- _Quoted text_

********

No amount of slogans, tweets, greeting
card industry products, SMSs, news bytes can bite into the space of books.
Meme-literate
milliennials, WhatsApp warriors, Facebook frontiers, Social media
superficiality specialists, MSM (Mani stream media) mafia of manipulators of
mass opinions, sensationalism seeking reporters, anchor room arm chair
specialists to all of you greetings on
World Book and Reading day.
In future, value
the importance reading books, now easily available at a click of a mouse before
manufacturing justifications for your conclusions.
Be tolerant and
have sense of humour too with ‘u’after ‘o’.
BOOKS are the
greatest gift to human race.
Excess of
catchy short slogans, abbreviated aphorisms serving the greeting card industry
and sermons spicing self –help book messiahs are all compact but not
necessarily complete or comprehensive.
Serious
reading, review and researches have to be substantial and hence necessarily
lengthy, lingering and lasting.
The reason
being anything that attempts to weave a serious relationship has to necessarily
not merely stop at appealing and convincing but go beyond that and cull out and
convey the synergies among a hoard of things, facts, perceptions, ideologies,
personalities, characteristics, ideas, issues, problems, actions, thoughts,
reactions, opinions, attitudes, concepts, prevailing contexts, demands of
diplomacy, perspectives, reactions and so and all these to be embellished by
the beauty of language, aesthetics of style of the author etc.

********

- _Objectives_
1: In the piece on books, what are called the greatest gift to the human race?
2: Change the piece on books between "BOOKS are the" and "lingering and lasting.", inclusive, so that "gurus" replaces "messiahs", and write out the resulting passage.

********

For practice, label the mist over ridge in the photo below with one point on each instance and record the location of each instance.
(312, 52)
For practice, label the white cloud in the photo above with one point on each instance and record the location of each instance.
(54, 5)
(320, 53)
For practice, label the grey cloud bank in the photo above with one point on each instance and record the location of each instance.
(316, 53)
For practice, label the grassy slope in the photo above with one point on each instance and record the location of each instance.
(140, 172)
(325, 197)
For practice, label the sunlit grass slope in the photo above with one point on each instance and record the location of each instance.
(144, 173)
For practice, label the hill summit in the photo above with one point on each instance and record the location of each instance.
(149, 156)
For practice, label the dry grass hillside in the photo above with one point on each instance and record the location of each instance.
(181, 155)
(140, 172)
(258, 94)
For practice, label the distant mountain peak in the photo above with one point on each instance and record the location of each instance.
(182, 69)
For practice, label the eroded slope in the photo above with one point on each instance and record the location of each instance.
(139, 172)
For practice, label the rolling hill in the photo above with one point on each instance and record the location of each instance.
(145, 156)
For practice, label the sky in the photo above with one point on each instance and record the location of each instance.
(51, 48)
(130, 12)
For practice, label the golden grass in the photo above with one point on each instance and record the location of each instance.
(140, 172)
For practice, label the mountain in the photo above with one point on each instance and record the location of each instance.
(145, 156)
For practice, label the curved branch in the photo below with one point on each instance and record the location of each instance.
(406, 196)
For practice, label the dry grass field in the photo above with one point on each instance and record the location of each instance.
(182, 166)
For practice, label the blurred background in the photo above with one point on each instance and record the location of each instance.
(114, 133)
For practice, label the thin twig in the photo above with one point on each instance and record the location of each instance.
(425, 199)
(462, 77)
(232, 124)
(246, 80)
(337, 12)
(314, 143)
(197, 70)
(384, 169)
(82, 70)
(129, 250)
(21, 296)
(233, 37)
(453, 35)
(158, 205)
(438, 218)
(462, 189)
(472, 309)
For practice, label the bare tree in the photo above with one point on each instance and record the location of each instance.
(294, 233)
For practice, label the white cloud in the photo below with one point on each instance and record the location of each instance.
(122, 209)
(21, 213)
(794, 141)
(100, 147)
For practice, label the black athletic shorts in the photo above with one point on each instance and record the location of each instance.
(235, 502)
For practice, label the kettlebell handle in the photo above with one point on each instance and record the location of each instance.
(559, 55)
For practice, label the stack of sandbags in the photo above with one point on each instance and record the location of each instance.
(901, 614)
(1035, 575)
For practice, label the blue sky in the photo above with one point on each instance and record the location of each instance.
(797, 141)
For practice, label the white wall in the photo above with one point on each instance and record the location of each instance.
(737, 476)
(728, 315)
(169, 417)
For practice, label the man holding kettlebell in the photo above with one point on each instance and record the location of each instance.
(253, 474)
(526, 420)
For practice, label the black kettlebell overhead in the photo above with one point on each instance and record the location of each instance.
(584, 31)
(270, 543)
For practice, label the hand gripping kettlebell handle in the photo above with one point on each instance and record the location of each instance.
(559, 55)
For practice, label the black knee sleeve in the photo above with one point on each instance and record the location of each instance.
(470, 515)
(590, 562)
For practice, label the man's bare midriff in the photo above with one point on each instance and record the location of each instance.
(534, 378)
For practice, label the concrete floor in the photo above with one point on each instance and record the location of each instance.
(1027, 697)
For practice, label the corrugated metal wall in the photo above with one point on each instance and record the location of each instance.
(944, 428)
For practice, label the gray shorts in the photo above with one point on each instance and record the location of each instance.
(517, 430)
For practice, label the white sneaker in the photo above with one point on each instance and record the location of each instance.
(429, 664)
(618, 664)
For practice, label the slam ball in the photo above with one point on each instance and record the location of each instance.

********

- _Task results_
1: Books.

2:
BOOKS are the
greatest gift to human race.
Excess of
catchy short slogans, abbreviated aphorisms serving the greeting card industry
and sermons spicing self –help book gurus are all compact but not
necessarily complete or comprehensive.
Serious
reading, review and researches have to be substantial and hence necessarily
lengthy, lingering and lasting.